#### WORK REQUIRED:
Which lines of the records below contain the word "person"? Show each one.
[DATA EXTRACT]
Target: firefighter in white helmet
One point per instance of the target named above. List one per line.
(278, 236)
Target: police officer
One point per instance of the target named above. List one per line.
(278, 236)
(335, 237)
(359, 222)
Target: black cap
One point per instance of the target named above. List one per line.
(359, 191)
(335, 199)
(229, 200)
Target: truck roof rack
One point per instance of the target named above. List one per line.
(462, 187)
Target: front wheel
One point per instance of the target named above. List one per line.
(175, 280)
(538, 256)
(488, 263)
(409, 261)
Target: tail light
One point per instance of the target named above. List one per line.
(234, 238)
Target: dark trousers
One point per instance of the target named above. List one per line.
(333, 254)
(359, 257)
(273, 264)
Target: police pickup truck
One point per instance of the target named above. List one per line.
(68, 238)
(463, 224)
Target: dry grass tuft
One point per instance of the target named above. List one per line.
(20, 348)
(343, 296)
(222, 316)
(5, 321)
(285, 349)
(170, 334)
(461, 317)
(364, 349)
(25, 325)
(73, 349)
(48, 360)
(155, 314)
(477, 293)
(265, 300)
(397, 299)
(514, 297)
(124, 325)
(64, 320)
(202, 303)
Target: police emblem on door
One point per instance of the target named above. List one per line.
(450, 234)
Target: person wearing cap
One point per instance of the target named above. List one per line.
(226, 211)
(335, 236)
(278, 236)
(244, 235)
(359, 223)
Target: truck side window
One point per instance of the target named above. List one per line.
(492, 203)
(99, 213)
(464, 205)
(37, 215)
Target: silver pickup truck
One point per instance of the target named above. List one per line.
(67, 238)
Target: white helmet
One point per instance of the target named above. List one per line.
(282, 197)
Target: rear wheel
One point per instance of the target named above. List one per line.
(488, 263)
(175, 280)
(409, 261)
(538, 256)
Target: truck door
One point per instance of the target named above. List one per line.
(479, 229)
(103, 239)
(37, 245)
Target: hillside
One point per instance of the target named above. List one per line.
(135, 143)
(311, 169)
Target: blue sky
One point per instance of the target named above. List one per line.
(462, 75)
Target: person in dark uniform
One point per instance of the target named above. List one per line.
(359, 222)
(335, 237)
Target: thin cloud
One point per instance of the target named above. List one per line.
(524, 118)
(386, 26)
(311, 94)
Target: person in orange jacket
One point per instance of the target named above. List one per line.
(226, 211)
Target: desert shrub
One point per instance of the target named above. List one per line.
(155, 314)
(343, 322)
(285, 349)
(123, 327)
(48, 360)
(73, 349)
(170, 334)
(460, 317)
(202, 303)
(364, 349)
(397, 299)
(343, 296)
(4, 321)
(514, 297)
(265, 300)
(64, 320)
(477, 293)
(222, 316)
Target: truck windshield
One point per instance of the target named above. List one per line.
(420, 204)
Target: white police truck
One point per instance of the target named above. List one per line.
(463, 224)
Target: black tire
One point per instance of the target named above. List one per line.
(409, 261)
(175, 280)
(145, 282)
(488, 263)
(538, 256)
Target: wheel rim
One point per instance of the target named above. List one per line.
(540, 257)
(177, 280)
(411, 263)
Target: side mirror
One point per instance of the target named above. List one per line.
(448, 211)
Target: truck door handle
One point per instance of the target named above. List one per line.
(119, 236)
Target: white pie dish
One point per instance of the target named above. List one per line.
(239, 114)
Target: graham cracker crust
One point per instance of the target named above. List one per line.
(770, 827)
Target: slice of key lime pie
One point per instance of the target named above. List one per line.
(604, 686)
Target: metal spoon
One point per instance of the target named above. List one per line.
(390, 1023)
[/DATA EXTRACT]
#### RESULT OF THIS TASK:
Target: person wearing cap
Target: person in dark uniform
Target: person in orange jacket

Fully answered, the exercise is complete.